Exercise brief - Write the next part of the article on Veneto's "Green Leather Manager" course, beginning right after its final paragraph and leaving the data that follows it untouched.

Passage to read -
Leather’s circular economy stars of the future
A third intake of students began a new ‘Green Leather Manager’ course in the Italian region of Veneto this academic year. The main representative body of the region’s leather cluster, il Distretto della Pelle, worked with research and academic organisations to create the course with a view to training a new generation of ‘green’ managers for the industry. This article explains the circular thinking behind the programme.
A great variety of highly specialised companies make up Italy’s manufacturing network and they are responsible for offering a broad range of products and services of the highest quality. This has a considerable impact on technical professional opportunities. In fact, estimates suggest that in the next five years, Italian businesses are going to need to recruit around 400,000 new people with a science, technology, engineering and mathematics (STEM) background and steadily bring them into the workforce[1]. Manufacturers contributing to the famous ‘Made in Italy’ concept are expected to need almost 200,000 of these professionals.
It turns out, though, that Confindustria, Italy’s national employers’ association, fears that many of these vacancies will remain unfilled and it says the reason for this is a mismatch: there is a misalignment between the skills of the candidates coming through and the needs of the manufacturing sector. There is already evidence of this; it is becoming increasingly difficult for many companies to recruit technical talent with the right set of skills. There are completely new tasks to carry out: people need to be comfortable in multiple disciplines, they have to be able to work as part of a team, offer quick turnaround times, they have to be efficient and effective in their work. These are the qualities that business owners find lacking in secondary school leavers at the moment.

Entries supplied -

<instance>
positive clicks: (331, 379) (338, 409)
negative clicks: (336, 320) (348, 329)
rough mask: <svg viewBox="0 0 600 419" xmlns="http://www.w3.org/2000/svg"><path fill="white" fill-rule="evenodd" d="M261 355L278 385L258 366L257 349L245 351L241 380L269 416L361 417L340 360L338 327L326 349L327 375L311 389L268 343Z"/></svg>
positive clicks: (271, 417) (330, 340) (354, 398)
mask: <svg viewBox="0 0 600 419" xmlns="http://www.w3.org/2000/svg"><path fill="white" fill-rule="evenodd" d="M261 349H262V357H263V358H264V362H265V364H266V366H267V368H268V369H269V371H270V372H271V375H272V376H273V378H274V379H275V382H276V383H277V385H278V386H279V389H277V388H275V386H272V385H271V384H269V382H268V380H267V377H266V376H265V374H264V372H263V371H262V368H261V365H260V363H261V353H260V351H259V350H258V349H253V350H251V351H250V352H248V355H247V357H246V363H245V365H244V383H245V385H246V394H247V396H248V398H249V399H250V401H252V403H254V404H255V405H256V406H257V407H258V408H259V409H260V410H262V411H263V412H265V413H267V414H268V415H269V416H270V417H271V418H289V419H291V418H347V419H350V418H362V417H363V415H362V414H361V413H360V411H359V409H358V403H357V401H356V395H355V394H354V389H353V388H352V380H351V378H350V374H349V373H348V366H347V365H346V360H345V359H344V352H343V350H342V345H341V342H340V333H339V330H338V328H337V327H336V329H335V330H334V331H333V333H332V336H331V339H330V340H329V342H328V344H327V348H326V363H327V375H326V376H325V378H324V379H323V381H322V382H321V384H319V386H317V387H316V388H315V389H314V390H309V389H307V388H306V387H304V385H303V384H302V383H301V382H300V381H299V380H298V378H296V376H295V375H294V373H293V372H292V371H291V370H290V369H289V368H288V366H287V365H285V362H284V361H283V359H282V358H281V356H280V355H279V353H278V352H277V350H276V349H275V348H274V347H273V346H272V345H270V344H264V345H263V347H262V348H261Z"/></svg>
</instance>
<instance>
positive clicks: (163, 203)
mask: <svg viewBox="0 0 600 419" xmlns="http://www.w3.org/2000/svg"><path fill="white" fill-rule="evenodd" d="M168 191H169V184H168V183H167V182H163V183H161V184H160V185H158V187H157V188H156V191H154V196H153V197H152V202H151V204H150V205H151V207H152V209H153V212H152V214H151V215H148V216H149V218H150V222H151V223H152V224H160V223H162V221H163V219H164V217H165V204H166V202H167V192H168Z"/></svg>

Exercise answer -
ITS across Italy
To respond to the needs of the business world, and to align with the skills, development and training models that are already running successfully in other countries, Italy’s national education system has included specialist technical institutions (ITS) for around ten years now. The ITS includes post-school, non-university, tertiary-level technical colleges. Students qualify to take part by achieving a good high-school diploma, or the equivalent, and they must also have a good knowledge of IT and the English language. Under the established rules, ITS courses run for two academic years (four semesters in all), with studies covering different areas of technology: energy efficiency, sustainable mobility, new lifestyle technologies, new technology to support ‘Made in Italy’, innovative technology to support consumer products manufacturing, cultural activities and tourism, and, finally, information and communications technology.
On passing their final exams in these subjects, the students receive a higher technical diploma, which corresponds to level five in the European Qualifications Framework (EQF), the equivalent of the Diplôme Universitaire de Technologie (DUT) in France, the HBO5 in the Netherlands or the Higher National Diploma in the UK. To help graduates use their skills as widely as possible in a national and European setting, they also receive a diploma from a system called Europass.
In the course of the two years, at least 30% of the students’ learning has to take place in the workplace and at least half of their instructors have to come from the world of work. This is so that the skills the young people learn match the profiles businesses are looking for. This, in turn, should mean the system is preparing technologically competent young people who will easily fit into the country’s economic and manufacturing set-up. They should be in a good position to help companies innovate and to make technology transfer easier, especially in small- and medium-sized companies.
So far, the results show that around 80% of ITS graduates go straight into employment and there are certain sectors in which the demand for these qualified young people far outstrips supply.
Arzignano’s ITS and the Green Leather Manager course
For multiple reasons, Arzignano’s leather cluster, the Distretto della Pelle, would appear to be unique. There is, in and around Arzignano, a concentration of hundreds of business connected to the tanning sector, processing hides for all market sectors. There are also important chemicals and tanning machinery manufacturers, companies that handle by-products from the tanning process, others working in wastewater treatment and others providing a wide variety of general services.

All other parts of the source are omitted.